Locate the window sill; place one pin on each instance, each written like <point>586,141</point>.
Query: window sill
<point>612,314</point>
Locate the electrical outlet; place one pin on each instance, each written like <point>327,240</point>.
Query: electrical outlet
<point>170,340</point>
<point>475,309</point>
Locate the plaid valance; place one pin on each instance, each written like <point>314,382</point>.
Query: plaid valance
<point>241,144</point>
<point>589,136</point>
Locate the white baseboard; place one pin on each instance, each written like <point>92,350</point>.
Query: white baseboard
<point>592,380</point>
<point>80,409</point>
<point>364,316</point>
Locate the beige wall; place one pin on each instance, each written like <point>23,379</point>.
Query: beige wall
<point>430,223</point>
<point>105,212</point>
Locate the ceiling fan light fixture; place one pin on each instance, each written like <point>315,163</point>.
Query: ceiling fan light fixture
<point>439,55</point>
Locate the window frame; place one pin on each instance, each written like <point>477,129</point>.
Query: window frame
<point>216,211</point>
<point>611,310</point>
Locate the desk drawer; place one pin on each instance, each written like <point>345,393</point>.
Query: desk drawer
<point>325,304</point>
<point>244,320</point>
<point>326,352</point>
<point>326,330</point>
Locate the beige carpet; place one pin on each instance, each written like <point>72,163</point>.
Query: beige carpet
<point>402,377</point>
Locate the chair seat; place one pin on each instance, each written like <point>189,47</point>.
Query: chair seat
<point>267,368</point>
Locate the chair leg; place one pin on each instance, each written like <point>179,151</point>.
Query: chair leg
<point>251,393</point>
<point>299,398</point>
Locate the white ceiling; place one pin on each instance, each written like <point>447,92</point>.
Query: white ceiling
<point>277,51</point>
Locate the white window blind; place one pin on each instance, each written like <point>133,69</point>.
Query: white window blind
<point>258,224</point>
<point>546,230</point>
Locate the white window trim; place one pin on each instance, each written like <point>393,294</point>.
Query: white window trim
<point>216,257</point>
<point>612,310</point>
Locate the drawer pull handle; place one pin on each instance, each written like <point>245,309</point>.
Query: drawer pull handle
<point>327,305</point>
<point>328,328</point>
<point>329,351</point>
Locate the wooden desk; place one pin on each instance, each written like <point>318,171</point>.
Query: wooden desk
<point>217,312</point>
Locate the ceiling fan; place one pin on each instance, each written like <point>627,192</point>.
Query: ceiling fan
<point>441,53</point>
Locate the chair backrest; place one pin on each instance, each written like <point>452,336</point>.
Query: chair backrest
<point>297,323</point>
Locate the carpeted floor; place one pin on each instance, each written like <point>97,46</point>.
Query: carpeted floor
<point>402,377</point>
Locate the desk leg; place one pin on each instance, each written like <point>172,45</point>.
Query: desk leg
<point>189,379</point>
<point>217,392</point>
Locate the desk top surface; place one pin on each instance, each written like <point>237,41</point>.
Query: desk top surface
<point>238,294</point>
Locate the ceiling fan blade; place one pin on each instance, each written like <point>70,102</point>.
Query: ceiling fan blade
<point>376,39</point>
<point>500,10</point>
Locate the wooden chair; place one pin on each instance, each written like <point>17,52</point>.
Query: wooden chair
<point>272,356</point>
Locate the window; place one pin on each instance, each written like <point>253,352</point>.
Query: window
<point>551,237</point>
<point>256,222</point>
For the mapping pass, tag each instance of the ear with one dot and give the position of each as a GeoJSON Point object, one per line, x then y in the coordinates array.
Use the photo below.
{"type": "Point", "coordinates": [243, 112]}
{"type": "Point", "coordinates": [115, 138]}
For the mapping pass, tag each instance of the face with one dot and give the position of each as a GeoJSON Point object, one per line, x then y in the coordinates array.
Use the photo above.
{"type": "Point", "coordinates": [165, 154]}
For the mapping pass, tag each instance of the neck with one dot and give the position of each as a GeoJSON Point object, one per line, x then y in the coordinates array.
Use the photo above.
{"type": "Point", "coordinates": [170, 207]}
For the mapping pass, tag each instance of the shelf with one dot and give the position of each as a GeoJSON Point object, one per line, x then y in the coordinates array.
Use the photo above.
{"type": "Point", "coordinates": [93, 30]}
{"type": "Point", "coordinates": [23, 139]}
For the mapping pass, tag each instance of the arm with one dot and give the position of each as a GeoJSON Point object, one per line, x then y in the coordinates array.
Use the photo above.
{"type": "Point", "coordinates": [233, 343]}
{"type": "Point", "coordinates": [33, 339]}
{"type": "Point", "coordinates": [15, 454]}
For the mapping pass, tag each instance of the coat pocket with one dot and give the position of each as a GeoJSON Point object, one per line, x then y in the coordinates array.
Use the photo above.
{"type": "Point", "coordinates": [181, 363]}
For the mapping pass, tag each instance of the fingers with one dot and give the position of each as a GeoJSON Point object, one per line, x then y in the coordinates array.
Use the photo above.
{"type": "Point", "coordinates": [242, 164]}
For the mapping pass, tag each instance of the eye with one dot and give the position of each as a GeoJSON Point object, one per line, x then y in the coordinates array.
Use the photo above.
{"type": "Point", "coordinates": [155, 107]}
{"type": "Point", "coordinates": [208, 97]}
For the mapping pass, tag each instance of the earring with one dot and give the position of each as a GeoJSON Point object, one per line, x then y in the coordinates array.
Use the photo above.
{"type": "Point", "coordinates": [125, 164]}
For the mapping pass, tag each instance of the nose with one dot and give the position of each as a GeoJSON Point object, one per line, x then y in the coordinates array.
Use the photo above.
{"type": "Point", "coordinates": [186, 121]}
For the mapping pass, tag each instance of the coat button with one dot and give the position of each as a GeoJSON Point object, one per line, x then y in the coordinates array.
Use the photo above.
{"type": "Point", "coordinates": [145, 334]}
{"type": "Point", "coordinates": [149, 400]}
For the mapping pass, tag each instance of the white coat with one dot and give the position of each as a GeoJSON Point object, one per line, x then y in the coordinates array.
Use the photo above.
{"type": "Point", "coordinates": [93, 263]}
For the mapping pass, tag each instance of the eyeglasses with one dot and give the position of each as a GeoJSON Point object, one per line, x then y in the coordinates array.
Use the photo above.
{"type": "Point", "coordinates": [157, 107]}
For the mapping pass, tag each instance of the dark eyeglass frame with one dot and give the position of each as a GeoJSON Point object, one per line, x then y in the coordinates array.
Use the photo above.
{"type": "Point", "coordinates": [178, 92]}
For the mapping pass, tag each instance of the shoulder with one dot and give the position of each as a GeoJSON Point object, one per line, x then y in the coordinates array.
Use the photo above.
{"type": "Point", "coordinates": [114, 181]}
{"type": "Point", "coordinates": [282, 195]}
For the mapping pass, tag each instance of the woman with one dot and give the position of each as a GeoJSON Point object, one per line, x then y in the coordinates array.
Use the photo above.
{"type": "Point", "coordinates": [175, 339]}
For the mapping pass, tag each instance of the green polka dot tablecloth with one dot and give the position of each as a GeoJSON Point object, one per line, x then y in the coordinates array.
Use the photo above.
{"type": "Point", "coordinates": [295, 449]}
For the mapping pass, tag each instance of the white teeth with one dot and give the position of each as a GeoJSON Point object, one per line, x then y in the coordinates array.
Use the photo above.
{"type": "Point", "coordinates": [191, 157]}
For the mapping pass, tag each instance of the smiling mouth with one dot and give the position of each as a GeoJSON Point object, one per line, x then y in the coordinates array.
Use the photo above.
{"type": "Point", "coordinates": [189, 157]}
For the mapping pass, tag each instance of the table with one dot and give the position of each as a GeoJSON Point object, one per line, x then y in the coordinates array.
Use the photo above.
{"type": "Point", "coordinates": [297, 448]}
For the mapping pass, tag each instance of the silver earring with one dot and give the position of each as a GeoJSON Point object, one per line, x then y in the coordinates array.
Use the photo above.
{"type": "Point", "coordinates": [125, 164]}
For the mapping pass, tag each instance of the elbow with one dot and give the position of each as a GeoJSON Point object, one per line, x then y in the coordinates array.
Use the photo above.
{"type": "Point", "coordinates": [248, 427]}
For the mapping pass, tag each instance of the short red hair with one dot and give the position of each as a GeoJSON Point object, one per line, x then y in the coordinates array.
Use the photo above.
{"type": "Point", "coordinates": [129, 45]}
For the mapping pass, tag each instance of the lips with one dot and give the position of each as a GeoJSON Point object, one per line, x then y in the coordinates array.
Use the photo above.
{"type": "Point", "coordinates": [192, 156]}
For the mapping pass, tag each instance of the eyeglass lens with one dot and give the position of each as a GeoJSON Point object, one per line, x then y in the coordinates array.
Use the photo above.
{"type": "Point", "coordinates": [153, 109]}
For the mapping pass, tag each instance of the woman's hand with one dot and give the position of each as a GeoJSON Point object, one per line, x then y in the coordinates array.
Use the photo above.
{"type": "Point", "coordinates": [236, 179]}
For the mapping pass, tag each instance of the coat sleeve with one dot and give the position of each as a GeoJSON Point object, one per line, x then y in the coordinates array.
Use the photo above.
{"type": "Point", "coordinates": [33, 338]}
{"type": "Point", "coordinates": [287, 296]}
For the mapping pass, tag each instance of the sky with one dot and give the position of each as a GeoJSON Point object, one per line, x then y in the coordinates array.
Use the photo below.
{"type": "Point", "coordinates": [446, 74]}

########

Aim of the exercise: Your answer should be the lines of the records that include the word "coat".

Finished task:
For the mapping pass, tag each instance of the coat pocket with one dot and give the position of each as a GeoJSON Point object, one per line, x then y in the coordinates array.
For the mapping pass, tag each instance of the coat button with one dot and give the position of each as a GeoJSON Point object, one per line, x then y in the coordinates array.
For the mapping pass, tag each instance of the white coat with one dot and give the position of each as a GeoJSON Point object, one per line, x then y in the coordinates array.
For the mapping pass, tag each instance of the coat sleeve with one dot and give the position of each as a GeoJSON Point object, one per line, x then y in the coordinates array.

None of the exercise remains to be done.